Task goal.
Edit the passage of the essay on Maxwell's color photograph from "This is a quick" to "first color photograph.", replacing "useful errors" with "fortunate mistakes".

Document text.
---*---
Actually, in Maxwell’s case, it was best to be both lucky and good.
I just put up what I hope is a respite post over at my nascent newsletter* and thought to mirror it here. This is one which, despite what the great sage Janis Joplin once observed, has no great social or political import. Instead, it’s a tale of lucky mistakes in a 19th century demonstration by one of the greats in the history of physics, James Clerk Maxwell. So read on for the strange but true story of the Tartan Ribbon (largely drawn from a lovely 1961 Scientific American article by Ralph Evans, a Kodak researcher who was a member of the team that retraced Maxwell’s steps.) Jackals cannot live by wretched news alone, amirite?
This is a quick weekend note to offer a little distraction from the various travesties being wrought on American science (and much else).
One of my favorite (minor) genres in the history of science are stories of what might be thought of as useful errors. And in that one, I particularly love the story of the great physicist James Clerk Maxwell’s public display of what is often considered the first color photograph.
This is an anecdote that has given joy to a lot of people in and around the history of science, especially that of physics. That’s partly because Maxwell is at once a giant in the field—arguably, the most significant theorist between Newton and Einstein—and was, by all accounts, one of the good guys, someone a biographer can spend a lot of time with and feel that they’ve been in fine company. So it’s fun to see him make a mistake (perhaps better, be lucky); even the great ones can mess up! And because he is easy to root for, it’s also nice that the error didn’t get in the way of what he was trying to accomplish.
---*---
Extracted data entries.
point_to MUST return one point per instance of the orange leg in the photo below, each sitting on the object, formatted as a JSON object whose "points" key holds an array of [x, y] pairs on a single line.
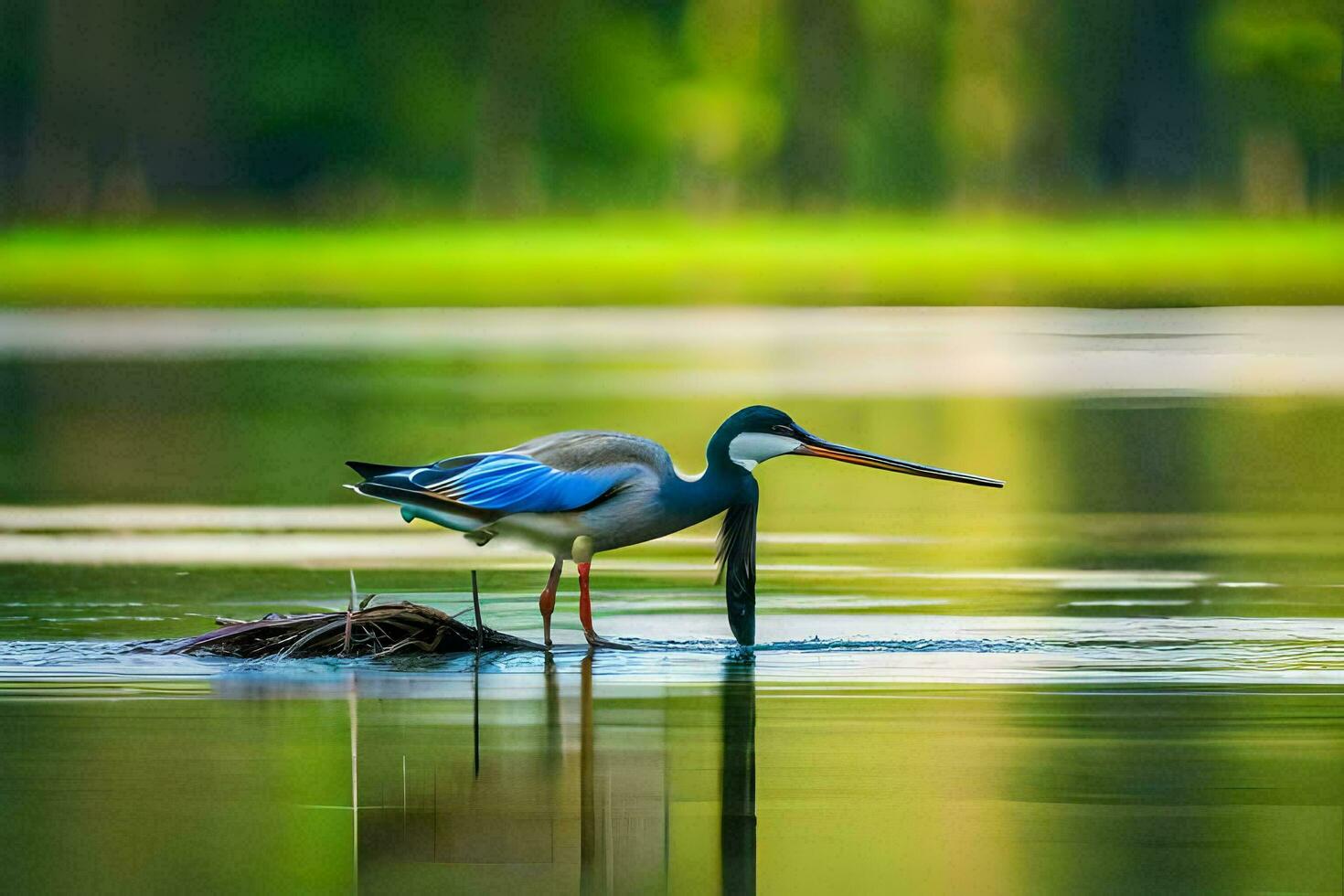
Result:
{"points": [[548, 601], [586, 613], [586, 603]]}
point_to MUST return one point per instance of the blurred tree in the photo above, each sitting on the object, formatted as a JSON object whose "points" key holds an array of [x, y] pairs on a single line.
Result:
{"points": [[725, 113], [820, 96], [203, 106], [897, 156], [1280, 63]]}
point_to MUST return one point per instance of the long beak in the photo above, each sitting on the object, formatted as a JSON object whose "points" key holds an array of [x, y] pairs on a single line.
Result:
{"points": [[814, 446]]}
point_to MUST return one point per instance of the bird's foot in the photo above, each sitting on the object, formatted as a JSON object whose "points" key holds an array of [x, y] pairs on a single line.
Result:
{"points": [[597, 641]]}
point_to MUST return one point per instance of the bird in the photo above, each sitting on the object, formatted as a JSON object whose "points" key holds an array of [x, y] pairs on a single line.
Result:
{"points": [[582, 492]]}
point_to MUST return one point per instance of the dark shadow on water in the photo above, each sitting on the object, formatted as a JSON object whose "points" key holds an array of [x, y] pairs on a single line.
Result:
{"points": [[737, 789]]}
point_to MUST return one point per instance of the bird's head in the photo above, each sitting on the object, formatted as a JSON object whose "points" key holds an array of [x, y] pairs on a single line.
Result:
{"points": [[760, 432]]}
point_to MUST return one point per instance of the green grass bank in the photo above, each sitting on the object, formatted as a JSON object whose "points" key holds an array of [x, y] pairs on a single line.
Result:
{"points": [[677, 261]]}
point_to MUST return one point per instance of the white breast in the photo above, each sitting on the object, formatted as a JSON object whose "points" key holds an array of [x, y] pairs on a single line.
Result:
{"points": [[749, 449]]}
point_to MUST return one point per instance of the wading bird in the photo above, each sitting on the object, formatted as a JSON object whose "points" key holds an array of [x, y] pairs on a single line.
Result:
{"points": [[578, 493]]}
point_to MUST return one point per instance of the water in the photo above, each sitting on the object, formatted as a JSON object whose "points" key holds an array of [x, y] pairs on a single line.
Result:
{"points": [[1123, 672]]}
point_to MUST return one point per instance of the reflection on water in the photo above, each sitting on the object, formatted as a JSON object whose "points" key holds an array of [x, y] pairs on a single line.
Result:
{"points": [[572, 779], [1121, 673]]}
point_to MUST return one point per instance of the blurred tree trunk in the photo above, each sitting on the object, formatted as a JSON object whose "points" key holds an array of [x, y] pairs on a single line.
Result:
{"points": [[82, 157], [517, 42], [1273, 174], [1153, 128], [988, 100], [897, 154], [815, 162]]}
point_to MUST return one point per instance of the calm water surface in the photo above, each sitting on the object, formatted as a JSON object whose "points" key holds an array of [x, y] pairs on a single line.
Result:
{"points": [[1123, 673]]}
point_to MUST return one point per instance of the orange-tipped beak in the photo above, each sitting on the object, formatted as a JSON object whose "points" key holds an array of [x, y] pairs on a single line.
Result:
{"points": [[812, 446]]}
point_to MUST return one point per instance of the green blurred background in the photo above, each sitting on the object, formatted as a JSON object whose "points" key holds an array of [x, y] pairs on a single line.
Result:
{"points": [[671, 151]]}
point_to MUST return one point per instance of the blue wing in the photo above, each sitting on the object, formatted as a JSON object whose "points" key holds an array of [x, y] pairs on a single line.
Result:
{"points": [[507, 483]]}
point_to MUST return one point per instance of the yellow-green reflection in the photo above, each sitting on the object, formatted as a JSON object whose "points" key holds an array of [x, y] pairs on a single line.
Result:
{"points": [[586, 784]]}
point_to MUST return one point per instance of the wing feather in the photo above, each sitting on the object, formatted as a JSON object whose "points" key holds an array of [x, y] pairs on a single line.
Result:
{"points": [[737, 566], [507, 483]]}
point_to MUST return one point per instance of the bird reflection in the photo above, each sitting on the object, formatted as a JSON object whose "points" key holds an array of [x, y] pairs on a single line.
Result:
{"points": [[588, 810], [737, 790], [468, 792]]}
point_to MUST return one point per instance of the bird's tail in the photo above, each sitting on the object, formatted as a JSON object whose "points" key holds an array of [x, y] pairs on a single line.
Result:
{"points": [[392, 484]]}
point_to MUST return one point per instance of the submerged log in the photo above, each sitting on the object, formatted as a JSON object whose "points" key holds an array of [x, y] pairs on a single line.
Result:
{"points": [[380, 630]]}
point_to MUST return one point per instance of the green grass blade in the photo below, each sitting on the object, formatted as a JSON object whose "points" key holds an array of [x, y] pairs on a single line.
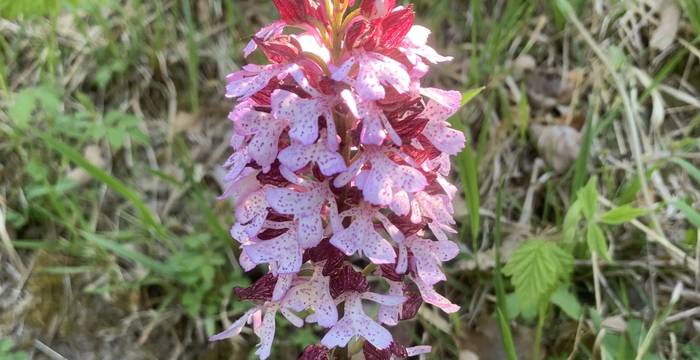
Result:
{"points": [[129, 254], [147, 216], [192, 57], [501, 306], [691, 214], [690, 168]]}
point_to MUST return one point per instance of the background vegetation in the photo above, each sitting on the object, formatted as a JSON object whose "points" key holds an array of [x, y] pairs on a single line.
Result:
{"points": [[580, 185]]}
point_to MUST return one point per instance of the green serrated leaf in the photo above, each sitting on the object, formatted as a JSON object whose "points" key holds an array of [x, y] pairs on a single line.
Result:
{"points": [[537, 268], [621, 215], [571, 221], [596, 241], [588, 196]]}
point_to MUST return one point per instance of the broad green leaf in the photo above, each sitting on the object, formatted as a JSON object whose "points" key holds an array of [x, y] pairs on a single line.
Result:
{"points": [[537, 268], [589, 198], [469, 95], [21, 109], [566, 301], [596, 241], [621, 215]]}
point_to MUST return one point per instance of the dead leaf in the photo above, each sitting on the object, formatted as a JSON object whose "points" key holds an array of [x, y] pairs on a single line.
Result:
{"points": [[559, 145], [658, 111], [93, 154], [183, 121], [665, 34], [615, 323]]}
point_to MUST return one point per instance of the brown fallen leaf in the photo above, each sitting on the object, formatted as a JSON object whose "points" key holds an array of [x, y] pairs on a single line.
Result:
{"points": [[559, 145], [665, 34], [93, 154]]}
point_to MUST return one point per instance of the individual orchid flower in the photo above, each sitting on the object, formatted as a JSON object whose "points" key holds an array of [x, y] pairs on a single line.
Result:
{"points": [[432, 297], [297, 156], [283, 252], [314, 294], [386, 183], [265, 132], [306, 206], [442, 106], [341, 157], [374, 72], [427, 257], [253, 78], [355, 323], [361, 237]]}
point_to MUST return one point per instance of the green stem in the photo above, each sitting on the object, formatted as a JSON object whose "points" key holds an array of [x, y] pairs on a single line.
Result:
{"points": [[542, 314]]}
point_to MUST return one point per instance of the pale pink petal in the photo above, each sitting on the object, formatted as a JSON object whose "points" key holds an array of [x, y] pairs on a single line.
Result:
{"points": [[377, 70], [439, 132], [265, 33], [290, 202], [356, 323], [388, 177], [351, 102], [415, 46], [253, 78], [284, 282], [430, 296], [310, 231], [373, 118], [314, 294], [235, 328], [297, 156], [266, 333], [295, 320], [449, 99], [419, 350], [388, 300], [310, 44], [347, 176], [390, 314], [428, 256], [342, 73], [302, 114], [361, 236], [283, 252]]}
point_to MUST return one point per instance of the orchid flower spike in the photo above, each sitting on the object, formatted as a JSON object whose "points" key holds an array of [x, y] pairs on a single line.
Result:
{"points": [[339, 155]]}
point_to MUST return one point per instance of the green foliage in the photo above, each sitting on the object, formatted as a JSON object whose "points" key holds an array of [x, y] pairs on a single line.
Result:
{"points": [[469, 172], [117, 127], [29, 100], [568, 302], [621, 215], [537, 268], [7, 351], [586, 206], [691, 9], [196, 267], [596, 241]]}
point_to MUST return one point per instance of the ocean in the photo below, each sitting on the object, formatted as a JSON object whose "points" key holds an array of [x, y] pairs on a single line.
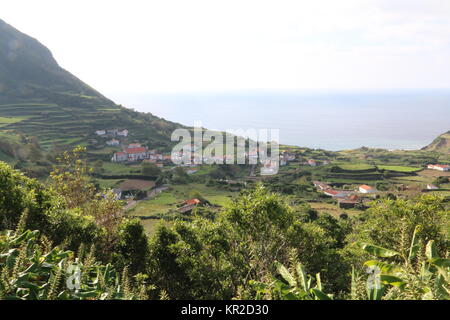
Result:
{"points": [[328, 120]]}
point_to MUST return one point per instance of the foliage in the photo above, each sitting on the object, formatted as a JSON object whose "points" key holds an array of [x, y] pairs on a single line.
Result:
{"points": [[420, 275], [31, 269]]}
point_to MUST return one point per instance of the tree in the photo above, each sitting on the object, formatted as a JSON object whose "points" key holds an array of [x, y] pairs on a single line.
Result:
{"points": [[150, 169], [132, 248]]}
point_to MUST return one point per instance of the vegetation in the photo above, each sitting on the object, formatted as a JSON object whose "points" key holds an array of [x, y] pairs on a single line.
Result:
{"points": [[238, 252]]}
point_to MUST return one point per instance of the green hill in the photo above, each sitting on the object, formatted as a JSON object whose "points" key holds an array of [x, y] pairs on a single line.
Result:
{"points": [[440, 144], [39, 98]]}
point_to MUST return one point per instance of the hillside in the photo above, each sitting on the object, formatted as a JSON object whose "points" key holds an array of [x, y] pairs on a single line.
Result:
{"points": [[440, 144], [39, 98]]}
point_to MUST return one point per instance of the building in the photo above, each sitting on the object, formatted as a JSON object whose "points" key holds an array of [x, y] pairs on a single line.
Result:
{"points": [[366, 189], [336, 193], [321, 185], [119, 157], [346, 203], [100, 132], [117, 193], [134, 145], [113, 142], [194, 201], [188, 205], [439, 167], [136, 154]]}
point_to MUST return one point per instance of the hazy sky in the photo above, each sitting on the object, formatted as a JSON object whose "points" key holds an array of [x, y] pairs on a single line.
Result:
{"points": [[191, 45]]}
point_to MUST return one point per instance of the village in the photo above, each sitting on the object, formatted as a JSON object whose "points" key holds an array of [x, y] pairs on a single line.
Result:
{"points": [[340, 187]]}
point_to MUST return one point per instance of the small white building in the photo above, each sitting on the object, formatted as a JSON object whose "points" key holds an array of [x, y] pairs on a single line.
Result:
{"points": [[119, 157], [366, 189], [100, 132], [113, 142], [439, 167], [336, 193], [135, 154], [134, 145], [321, 185]]}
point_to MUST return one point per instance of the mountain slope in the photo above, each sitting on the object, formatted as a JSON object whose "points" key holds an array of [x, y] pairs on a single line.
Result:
{"points": [[39, 98], [440, 144]]}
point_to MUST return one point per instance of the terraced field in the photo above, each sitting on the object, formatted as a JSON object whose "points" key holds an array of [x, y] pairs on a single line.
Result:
{"points": [[52, 123], [399, 168]]}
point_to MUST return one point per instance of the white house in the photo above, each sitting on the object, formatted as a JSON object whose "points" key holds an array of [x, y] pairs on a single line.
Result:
{"points": [[135, 154], [113, 142], [119, 157], [134, 145], [366, 189], [439, 167], [321, 185], [336, 193]]}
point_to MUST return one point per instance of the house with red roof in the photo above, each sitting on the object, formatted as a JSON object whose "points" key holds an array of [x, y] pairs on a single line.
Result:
{"points": [[119, 157], [136, 154], [439, 167], [366, 189], [336, 193]]}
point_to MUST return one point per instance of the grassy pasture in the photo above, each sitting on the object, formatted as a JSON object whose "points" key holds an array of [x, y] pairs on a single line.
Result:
{"points": [[399, 168], [356, 166]]}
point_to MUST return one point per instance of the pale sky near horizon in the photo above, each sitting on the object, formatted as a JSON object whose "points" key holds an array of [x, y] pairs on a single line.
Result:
{"points": [[172, 46]]}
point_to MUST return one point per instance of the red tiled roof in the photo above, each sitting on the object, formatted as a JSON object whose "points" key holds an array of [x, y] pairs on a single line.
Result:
{"points": [[191, 202], [136, 150], [330, 191]]}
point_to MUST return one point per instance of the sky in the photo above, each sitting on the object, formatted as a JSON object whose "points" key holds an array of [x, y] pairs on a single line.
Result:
{"points": [[179, 46]]}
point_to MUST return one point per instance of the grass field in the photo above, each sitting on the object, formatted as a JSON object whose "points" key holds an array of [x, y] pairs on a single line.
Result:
{"points": [[332, 209], [135, 184], [399, 168], [356, 166]]}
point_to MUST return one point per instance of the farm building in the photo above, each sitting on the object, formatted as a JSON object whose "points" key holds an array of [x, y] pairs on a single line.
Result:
{"points": [[113, 142], [119, 157], [439, 167], [366, 189], [336, 193], [347, 203], [134, 145], [321, 185], [135, 154]]}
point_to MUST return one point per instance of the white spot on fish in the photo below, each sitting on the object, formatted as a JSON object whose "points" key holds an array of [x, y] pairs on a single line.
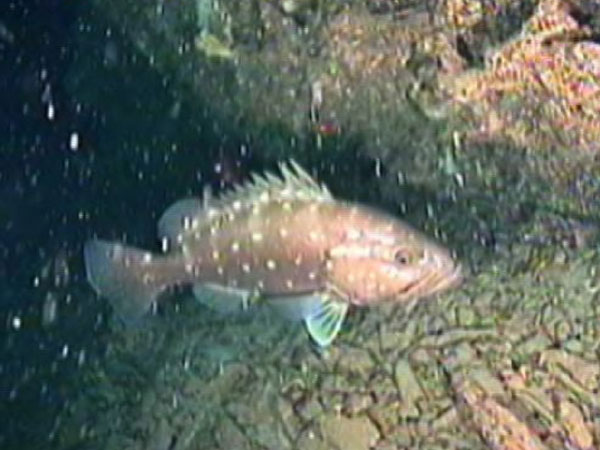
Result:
{"points": [[353, 234], [147, 278], [196, 270]]}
---*---
Answer for the task.
This is a quick weekend note to offer a little distraction from the various travesties being wrought on American science (and much else).
One of my favorite (minor) genres in the history of science are stories of what might be thought of as fortunate mistakes. And in that one, I particularly love the story of the great physicist James Clerk Maxwell’s public display of what is often considered the first color photograph.